Prompt:
Rewrite the lines in the stretch from "Return the outline of every instance of the light" through "887 649 L 934", changing "polo shirt" to "hoodie" and keeping everything else the same. Return only those lines.

* start Entries supplied *

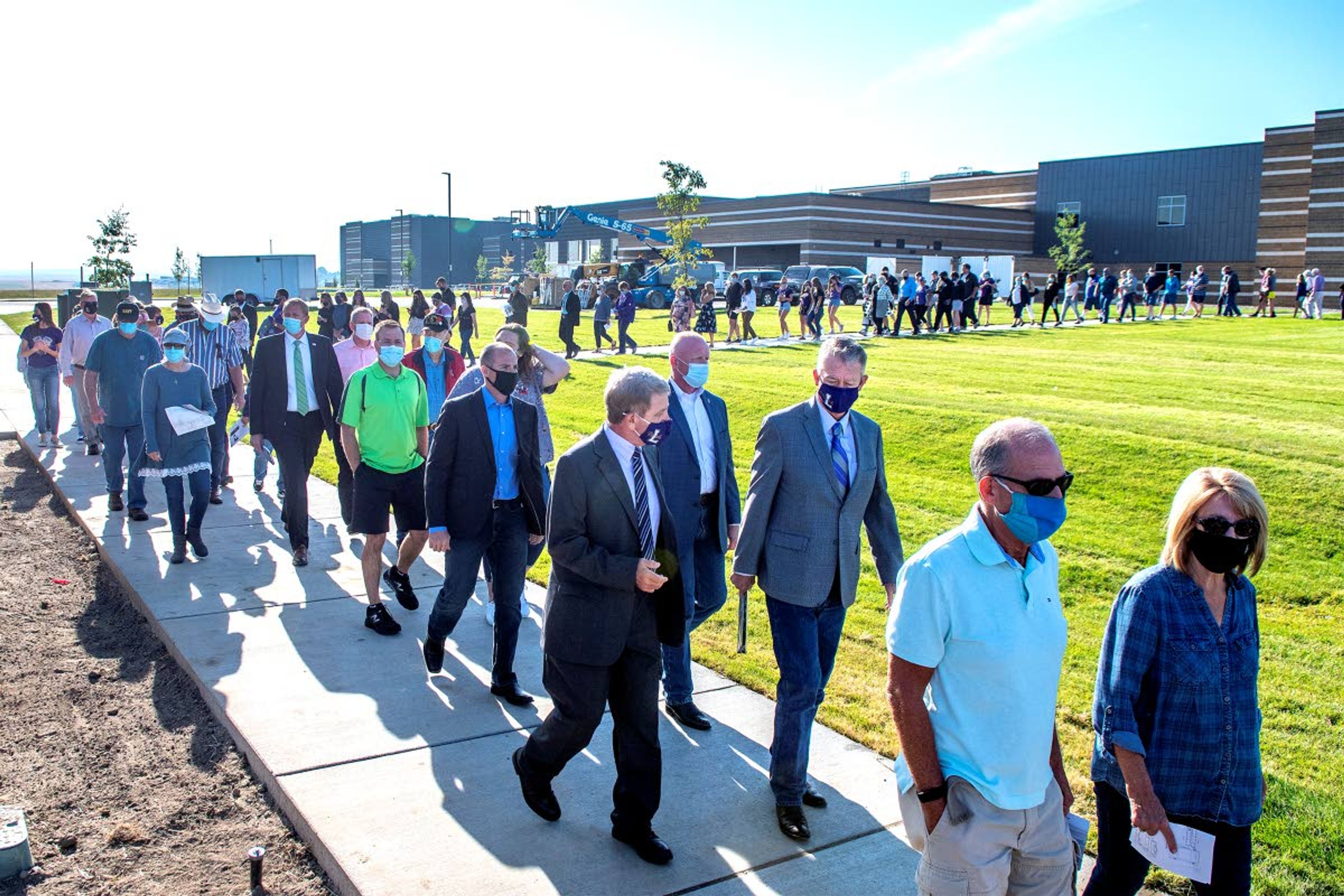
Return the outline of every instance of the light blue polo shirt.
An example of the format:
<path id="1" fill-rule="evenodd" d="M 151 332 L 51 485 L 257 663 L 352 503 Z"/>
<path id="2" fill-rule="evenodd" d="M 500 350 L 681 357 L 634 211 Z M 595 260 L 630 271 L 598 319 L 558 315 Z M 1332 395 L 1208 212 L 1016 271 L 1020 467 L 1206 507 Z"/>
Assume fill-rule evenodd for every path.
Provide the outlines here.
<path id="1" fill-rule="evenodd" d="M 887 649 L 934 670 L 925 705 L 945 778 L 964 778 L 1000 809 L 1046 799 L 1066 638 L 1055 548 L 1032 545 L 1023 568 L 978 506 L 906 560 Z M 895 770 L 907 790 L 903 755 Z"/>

* end Entries supplied *
* start Entries supplied *

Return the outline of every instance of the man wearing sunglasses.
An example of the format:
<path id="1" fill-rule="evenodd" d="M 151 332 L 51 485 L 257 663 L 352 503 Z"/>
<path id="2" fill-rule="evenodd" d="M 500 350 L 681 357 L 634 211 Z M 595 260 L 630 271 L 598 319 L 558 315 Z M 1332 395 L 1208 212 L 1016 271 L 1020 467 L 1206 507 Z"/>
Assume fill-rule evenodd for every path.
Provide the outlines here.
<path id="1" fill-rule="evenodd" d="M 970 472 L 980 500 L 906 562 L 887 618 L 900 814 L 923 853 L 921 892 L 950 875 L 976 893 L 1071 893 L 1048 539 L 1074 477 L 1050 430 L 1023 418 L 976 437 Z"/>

* end Entries supplied *

Answer for this exercise:
Return the outline of every instance of the light blue hoodie.
An example of the format:
<path id="1" fill-rule="evenodd" d="M 151 332 L 51 485 L 257 663 L 352 503 Z"/>
<path id="2" fill-rule="evenodd" d="M 500 350 L 681 357 L 634 211 Z M 595 260 L 630 271 L 598 319 L 558 315 Z M 1332 395 L 1208 212 L 1016 271 L 1020 467 L 1206 507 Z"/>
Assume fill-rule evenodd for every path.
Provide the outlines here.
<path id="1" fill-rule="evenodd" d="M 887 649 L 934 670 L 925 705 L 945 778 L 964 778 L 1000 809 L 1046 799 L 1066 638 L 1055 548 L 1032 545 L 1023 568 L 978 506 L 906 560 Z M 895 770 L 907 790 L 903 755 Z"/>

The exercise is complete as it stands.